» **Problem to solve**: In the text below, condense the paragraph beginning "One need in these conflict areas" into a short bulleted list that keeps its main facts.

ICG says the bomb in the Tentena market is more mysterious. "The investigation has
produced over a dozen arrests but no clear suspect. It has highlighted the complexity
of the networks involved in other recent violence in the area, going beyond mujahidin
circles to include local officials and gang leaders."
Following is the concluding section of the report's Executive Summary and
Recommendations:
One need in these conflict areas is for better law enforcement. Problems are of long
standing and not entirely of current incumbents' making, but police practices,
particularly wrongful arrests and ill-treatment of detainees, have alienated local
communities, making people unwilling to help investigations. The failure of government
security forces in the past to provide protection to threatened communities means
people who take the law into their own hands are treated as heroes. Prosecutors,
lawyers and judges have been subjected to intimidation and worse, and perpetrators
of violence have often received questionable acquittals or rejoined their networks after
serving short sentences.
Several measures would help: better treatment of detainees, control over access to
firearms, better coordination among intelligence agencies, and serious punishment for
serious crimes.
A second need is for direct engagement with local veterans of the Poso and Maluku
violence to reintegrate them back into "civilian" life. One possibility is to link a
reintegration program to the "assimilation" program of the Indonesian prison system,
whereby those about to be released are allowed to work outside prison during the day
under closely supervised conditions. This could be a vehicle for trying to introduce
members of these networks to new social contacts while at the same time giving
them viable alternatives to violence.
RECOMMENDATIONS
To the Government of Indonesia:
1. Conduct a systematic analysis of why police and intelligence agencies failed to
detect preparations for the two May 2005 attacks, with a view to producing
recommendations that could feed into draft bills on intelligence and security as well
as into a much-needed strategic review of national security.
2. Develop a program to reduce the number of small arms and explosives in private
hands in Maluku and Poso by:
(a) increasing scrutiny and audits of weapons and ammunition manufactured in
Indonesia, as well as stocks issued to police and military;
(b) intensifying intelligence gathering to locate weapons caches still present in conflict
areas; and
(c) instituting a weapons recovery program, through an amnesty or buy-back scheme.
3. Improve police-community relations, among other things by ensuring that suspects
arrested in conflict areas are not ill-treated during arrest and interrogation, and that
police are more often prosecuted in court for offences under the criminal code rather
than simply subjected to internal disciplinary proceedings.
4. Improve law enforcement efforts in conflict areas, in part by ensuring that sufficient
security is provided to prosecutors, judges and defence lawyers to facilitate fair and
transparent trials and that crimes committed in conflict areas are treated at least as
seriously as crimes committed elsewhere in Indonesia.
To Donors:
5. Explore, in cooperation with the Department of Law and Human Rights and local
stakeholders, options for a reintegration program aimed at detained members of
mujahidin networks that would be tied into the assimilation programs of the
Indonesian prison system.
6. Explore the possibility of vocational training for former gang members that would
mesh with the local economy and job market while keeping them out of
security-related jobs.
7. Explore the possibility for community development programs that would specifically
include members of mujahidin networks but that would be available to ex-combatants
from both Muslim and Christian communities.

» **Given entries**:
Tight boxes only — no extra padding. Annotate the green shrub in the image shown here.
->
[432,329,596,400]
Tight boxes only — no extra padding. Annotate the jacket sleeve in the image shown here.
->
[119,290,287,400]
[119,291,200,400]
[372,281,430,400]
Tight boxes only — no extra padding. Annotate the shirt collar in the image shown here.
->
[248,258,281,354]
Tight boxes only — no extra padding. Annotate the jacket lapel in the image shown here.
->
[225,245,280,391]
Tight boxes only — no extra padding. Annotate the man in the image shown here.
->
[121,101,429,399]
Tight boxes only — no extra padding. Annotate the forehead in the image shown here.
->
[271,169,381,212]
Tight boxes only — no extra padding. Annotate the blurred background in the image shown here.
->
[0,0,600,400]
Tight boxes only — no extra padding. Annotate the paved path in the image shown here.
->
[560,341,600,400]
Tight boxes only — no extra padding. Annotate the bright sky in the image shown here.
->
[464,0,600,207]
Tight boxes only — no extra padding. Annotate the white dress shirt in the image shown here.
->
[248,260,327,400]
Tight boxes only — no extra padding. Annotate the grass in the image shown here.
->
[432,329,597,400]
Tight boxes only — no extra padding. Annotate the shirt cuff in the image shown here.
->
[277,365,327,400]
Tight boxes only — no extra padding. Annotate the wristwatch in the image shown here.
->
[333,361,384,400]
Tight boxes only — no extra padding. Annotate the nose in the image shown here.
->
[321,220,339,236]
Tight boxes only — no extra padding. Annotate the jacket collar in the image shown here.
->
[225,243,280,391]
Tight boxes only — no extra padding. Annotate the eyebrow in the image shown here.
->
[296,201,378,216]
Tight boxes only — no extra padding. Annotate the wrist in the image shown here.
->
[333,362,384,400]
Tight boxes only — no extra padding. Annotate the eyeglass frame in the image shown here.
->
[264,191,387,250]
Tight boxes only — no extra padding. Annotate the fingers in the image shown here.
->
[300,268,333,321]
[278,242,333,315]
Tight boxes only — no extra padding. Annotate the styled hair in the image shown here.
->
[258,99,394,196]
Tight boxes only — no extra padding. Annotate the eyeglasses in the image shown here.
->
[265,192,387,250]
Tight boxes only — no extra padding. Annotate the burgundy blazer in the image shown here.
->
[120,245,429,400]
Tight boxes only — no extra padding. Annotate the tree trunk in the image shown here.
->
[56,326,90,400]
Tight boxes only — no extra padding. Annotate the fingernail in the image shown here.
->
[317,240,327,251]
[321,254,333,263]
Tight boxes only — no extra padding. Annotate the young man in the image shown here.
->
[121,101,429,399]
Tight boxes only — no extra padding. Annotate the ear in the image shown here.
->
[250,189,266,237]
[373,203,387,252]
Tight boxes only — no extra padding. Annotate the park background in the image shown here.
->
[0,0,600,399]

» **Answer for the task**:
- Better law enforcement is needed in the conflict areas.
- The problems are long-standing and not wholly caused by current incumbents.
- Police practices, especially wrongful arrests and ill-treatment of detainees, have alienated local communities and made people unwilling to help investigations.
- Because security forces have failed to protect threatened communities, people who take the law into their own hands are treated as heroes.
- Prosecutors, lawyers and judges have faced intimidation and worse.
- Perpetrators of violence have often won questionable acquittals or rejoined their networks after short sentences.